[Available records]

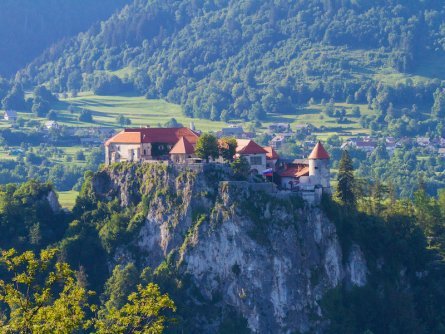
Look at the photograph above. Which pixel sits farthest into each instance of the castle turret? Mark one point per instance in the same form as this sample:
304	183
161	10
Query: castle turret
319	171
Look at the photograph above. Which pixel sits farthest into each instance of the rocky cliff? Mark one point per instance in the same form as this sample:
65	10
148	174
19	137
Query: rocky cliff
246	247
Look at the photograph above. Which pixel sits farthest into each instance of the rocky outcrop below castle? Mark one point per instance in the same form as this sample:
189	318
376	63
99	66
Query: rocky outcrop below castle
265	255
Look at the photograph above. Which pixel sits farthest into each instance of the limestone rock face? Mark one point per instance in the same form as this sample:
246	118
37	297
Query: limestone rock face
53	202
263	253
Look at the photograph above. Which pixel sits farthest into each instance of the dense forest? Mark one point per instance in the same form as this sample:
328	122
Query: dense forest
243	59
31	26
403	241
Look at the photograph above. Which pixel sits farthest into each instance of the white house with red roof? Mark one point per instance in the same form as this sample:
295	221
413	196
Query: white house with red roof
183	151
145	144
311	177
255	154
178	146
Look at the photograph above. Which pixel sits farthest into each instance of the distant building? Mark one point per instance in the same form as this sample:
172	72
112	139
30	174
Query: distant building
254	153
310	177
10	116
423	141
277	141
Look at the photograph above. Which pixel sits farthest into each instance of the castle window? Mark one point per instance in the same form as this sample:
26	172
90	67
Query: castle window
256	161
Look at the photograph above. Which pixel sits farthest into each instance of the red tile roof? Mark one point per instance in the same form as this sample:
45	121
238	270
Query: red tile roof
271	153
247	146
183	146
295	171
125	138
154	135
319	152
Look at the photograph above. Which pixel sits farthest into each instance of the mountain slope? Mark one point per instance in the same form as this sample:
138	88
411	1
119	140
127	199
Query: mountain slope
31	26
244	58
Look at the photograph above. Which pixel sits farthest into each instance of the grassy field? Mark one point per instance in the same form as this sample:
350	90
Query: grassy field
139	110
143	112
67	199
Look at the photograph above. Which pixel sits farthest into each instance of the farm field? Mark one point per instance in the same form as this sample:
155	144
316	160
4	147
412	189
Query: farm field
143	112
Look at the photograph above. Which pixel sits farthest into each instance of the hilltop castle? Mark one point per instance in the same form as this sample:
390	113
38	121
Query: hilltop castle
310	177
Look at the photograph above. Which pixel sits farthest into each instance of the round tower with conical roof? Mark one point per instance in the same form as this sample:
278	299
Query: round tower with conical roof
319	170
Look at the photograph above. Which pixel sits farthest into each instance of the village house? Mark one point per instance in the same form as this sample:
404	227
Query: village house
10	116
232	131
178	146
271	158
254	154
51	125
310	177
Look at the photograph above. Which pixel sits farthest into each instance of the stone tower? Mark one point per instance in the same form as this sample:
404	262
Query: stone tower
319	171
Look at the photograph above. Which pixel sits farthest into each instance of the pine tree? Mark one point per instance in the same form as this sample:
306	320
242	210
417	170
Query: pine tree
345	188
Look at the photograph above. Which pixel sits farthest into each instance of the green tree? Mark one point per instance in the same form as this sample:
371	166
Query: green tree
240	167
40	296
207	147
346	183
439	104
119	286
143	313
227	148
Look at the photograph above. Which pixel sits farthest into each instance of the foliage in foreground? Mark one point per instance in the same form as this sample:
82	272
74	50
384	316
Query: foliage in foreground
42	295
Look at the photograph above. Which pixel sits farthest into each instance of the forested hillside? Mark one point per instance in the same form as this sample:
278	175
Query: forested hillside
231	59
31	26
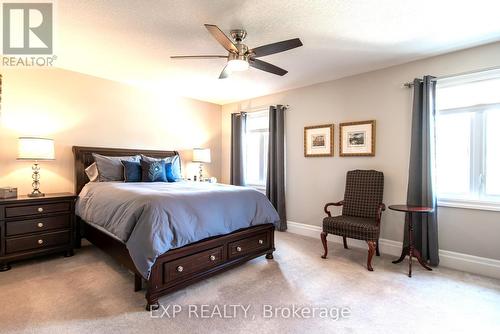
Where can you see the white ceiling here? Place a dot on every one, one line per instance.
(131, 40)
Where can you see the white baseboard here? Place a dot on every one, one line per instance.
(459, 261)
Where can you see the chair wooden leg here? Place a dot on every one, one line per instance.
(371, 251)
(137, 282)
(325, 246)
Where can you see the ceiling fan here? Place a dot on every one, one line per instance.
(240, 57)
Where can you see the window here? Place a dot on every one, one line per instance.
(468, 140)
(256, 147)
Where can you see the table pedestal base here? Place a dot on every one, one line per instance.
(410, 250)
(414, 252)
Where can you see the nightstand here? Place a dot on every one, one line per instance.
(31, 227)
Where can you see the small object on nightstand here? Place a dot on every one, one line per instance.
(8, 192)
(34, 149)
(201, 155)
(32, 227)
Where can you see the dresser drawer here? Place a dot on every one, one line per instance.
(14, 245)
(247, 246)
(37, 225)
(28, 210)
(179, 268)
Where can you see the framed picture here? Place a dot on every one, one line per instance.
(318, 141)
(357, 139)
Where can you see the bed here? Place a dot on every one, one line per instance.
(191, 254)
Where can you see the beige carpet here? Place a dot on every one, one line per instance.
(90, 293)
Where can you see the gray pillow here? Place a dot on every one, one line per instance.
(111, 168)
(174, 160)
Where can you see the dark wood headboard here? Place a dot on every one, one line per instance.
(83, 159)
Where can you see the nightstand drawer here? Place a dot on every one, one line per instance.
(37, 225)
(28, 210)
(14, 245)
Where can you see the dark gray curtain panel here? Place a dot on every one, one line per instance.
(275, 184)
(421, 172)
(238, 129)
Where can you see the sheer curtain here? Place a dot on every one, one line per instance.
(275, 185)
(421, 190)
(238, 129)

[/Available records]

* [Exercise brief]:
Transcribe the records above exactly, skipping pictures.

* [Completed task]:
Look at the photograph above. Which pixel sits farthest into each instance of the castle turret? Mark one point per instance in the same form as this sample:
304	183
161	10
Query: castle turret
319	171
Look at the photograph above. Which pixel sits farthest into each instance of the rocky cliff? Mark one point per instance in the same form as this sample:
65	10
148	174
19	137
Query: rocky cliff
246	247
Look at the photograph above. Which pixel sits farthest into each instance of the rocky outcrop below castle? Mark one point per instance in the same form as this sample:
189	318
376	63
99	66
Query: rocky outcrop below castle
265	255
Look at the photograph above. Which pixel sits farthest into each instance of the limestone rock face? Mark one point per instance in the same form as this sample:
246	118
37	297
Query: limestone rock face
53	202
263	253
Look at the photograph above. Which pixel sits farthest into each instance of the dense forest? Mark one point per instance in the same form as this sample:
328	122
Query: dense forest
243	59
31	26
403	241
Look at the photograph above. Which pixel sits farthest into each instance of the white house with red roof? Mark one point per instance in the same form as this sample:
295	221
413	196
Query: white house with red roof
183	151
145	144
311	177
255	154
178	146
Look at the photograph above. Which pixel sits farthest into each instance of the distant building? Mark one point per instance in the same form as this sample:
172	72
112	139
30	174
Query: distant building
254	153
310	177
10	116
423	141
277	141
Look at the photograph above. Which pixel sits farthest into each instance of the castle window? Mark one point per instance in the same form as this sample:
26	172
90	67
Query: castle window
256	161
Look at the photograph above. Which pixel sits farthest into each instance of the red tile roof? Mark one point per instance in the same form as this sample:
45	121
238	270
Query: red tile roof
271	153
247	146
183	146
295	171
125	138
154	135
319	152
Look at the photograph above. Which pixel sits farthest into each instance of the mountain slope? Mark one point per instance in the same form as this sample:
138	88
411	1
119	140
127	199
Query: mountain slope
31	26
244	58
Look at the photograph above. Which pixel sits farthest into each instance of the grassy field? Mark one point per instance in the same form as this sample:
350	90
Query: grassy field
139	110
143	112
67	199
Look at the photograph above. Which pixel sits farthest into each instance of the farm field? Mark one point per instance in the same form as this sample:
155	144
316	160
4	147
412	189
Query: farm field
143	112
Look at the photograph above. Which pixel sits farthest into each instance of the hilltop castle? Mark one point per instance in the same form as this sample:
390	113
38	121
Query: hilltop castle
310	177
Look at the photograph above. Which pixel sits farthest into each instance of the round tower with conical roof? Mark one point per instance in the same form as this sample:
278	299
Query: round tower with conical roof
319	170
Look at the photograph above. Which pixel sits farthest into each instance of the village house? Mark one point per instance in the same form as this sample:
404	227
Query: village house
10	116
232	131
178	146
271	158
254	154
51	125
310	177
Look at the photograph above. Which pixel sits farthest into each instance of the stone tower? Mark one point per instance in the same form as this sample:
404	262
Query: stone tower
319	171
Look at the photograph above. Which pixel sits farthest into each instance of the pine tree? Mark one point per instance in the same form as this sample:
306	320
242	210
417	170
Query: pine tree
345	188
Look at the photograph above. Which pixel sits farthest into each instance of the green tree? Mark one point per instance in the same form as this sample:
371	166
Query: green tree
240	167
40	296
207	147
346	183
439	104
119	286
143	313
227	148
Look at the photograph above. Which pixel sits farthest into each instance of the foliage in foreground? Mark one point per instance in the same form as this sample:
82	272
74	50
384	316
Query: foliage in foreground
42	295
Look at the photograph above. Which pixel sits farthest into each instance of the forested hillside? Mark one point per instance in the same form as this sample:
278	175
Query: forested hillside
231	59
31	26
Where can you see the white ceiling here? Place a dot on every one, one line per instance.
(131, 40)
Where can you see the white baseboard here? Place a dot on every one, one line per instance.
(459, 261)
Where can you see the chair wooden leg here? Place a dot on every one, one line per instance.
(371, 251)
(137, 282)
(325, 246)
Where can you see the ceiling fan here? Place a dot on every one, one line per instance.
(240, 57)
Where can you see the window here? Place a dot on every one, one line per instance.
(468, 140)
(256, 147)
Where can you see the table pedestal base here? Place a dot on every one, one line per instance.
(410, 250)
(414, 252)
Where can you see the nightstand here? Place a dot on every one, one line per instance.
(31, 227)
Where can you see the small object on nightstand here? Place a dot on every one, one line per instance.
(8, 192)
(34, 149)
(201, 155)
(32, 227)
Where can you see the dresser drawer here? Place a dot on every one, one line per instance.
(14, 245)
(247, 246)
(37, 225)
(28, 210)
(179, 268)
Where can you see the framed picture here? Place a dot on every one, one line per instance.
(318, 141)
(357, 139)
Where can you see the bed here? Place a dot on every one, one line per instance.
(191, 254)
Where can you see the beige carpet here? Place a dot on every one, one line per instance.
(90, 293)
Where can you see the gray pillow here? Place a dot on every one, one line per instance.
(111, 168)
(174, 160)
Where can you see the dark wood headboard here? Place a dot on every one, one line per instance.
(83, 159)
Where can you see the nightstand drawer here? Place a dot on every one, one line per instance.
(37, 225)
(28, 210)
(14, 245)
Where can you see the dark gray curtain panel here? Place a dot on every one, one line per instance.
(275, 184)
(421, 172)
(238, 129)
Where can you see the sheer curtain here? Place a dot on every one, one line per instance.
(275, 185)
(421, 190)
(238, 129)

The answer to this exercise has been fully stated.